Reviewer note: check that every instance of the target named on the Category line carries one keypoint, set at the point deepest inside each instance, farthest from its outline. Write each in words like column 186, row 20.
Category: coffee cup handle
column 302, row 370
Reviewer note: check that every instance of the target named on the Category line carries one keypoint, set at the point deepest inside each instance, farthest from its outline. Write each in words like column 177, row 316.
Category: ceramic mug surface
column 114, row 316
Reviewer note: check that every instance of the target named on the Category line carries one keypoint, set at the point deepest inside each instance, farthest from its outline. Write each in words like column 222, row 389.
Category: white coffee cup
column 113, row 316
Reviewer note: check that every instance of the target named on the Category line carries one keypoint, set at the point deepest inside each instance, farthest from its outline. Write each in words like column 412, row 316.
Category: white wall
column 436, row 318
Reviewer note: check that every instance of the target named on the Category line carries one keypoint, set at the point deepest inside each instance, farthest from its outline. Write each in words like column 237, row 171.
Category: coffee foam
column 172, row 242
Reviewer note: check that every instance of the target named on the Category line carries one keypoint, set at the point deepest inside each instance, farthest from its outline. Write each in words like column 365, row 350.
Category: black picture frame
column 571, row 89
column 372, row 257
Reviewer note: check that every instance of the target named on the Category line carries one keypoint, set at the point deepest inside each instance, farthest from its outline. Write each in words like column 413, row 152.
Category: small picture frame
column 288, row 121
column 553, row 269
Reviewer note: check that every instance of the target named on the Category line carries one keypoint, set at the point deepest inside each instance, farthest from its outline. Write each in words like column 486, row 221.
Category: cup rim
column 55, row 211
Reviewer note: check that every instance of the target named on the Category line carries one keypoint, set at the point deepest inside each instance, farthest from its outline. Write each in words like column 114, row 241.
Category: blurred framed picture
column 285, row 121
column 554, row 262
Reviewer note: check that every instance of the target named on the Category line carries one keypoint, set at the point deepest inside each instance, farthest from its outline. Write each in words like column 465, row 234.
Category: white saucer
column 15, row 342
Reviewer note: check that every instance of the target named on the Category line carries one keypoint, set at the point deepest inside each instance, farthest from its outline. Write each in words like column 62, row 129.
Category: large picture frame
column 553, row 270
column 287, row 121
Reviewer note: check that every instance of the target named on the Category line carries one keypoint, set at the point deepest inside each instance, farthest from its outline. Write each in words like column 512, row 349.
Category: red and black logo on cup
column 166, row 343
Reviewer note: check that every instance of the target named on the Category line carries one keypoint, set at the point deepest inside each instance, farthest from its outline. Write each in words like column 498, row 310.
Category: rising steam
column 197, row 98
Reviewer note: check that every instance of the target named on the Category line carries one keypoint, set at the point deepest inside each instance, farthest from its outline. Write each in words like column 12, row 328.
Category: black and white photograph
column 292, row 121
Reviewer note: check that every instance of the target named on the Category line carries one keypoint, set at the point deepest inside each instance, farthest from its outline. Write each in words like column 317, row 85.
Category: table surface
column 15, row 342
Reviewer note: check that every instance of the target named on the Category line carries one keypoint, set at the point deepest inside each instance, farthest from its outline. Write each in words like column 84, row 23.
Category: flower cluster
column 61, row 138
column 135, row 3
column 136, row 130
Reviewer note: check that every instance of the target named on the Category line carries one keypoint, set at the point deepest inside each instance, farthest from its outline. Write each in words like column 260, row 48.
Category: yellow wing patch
=-=-=-=-=
Put the stretch of records from the start through the line containing "column 114, row 316" into a two-column CSV with the headers instruction and response, one row per record. Place each record's text and its answer in separate quoted fields, with line breaks replaced by spaces.

instruction,response
"Reviewer note: check that every instance of the target named on the Category line carries one keypoint, set at the point deepest inside each instance, farthest from its outline. Write each in words like column 186, row 20. Category: coffee cup handle","column 302, row 370"
"Reviewer note: check that every instance of the target named on the Category line carries one keypoint, set at the point deepest inside each instance, farthest from its outline. Write each in words like column 177, row 316. Category: ceramic mug surface","column 114, row 316"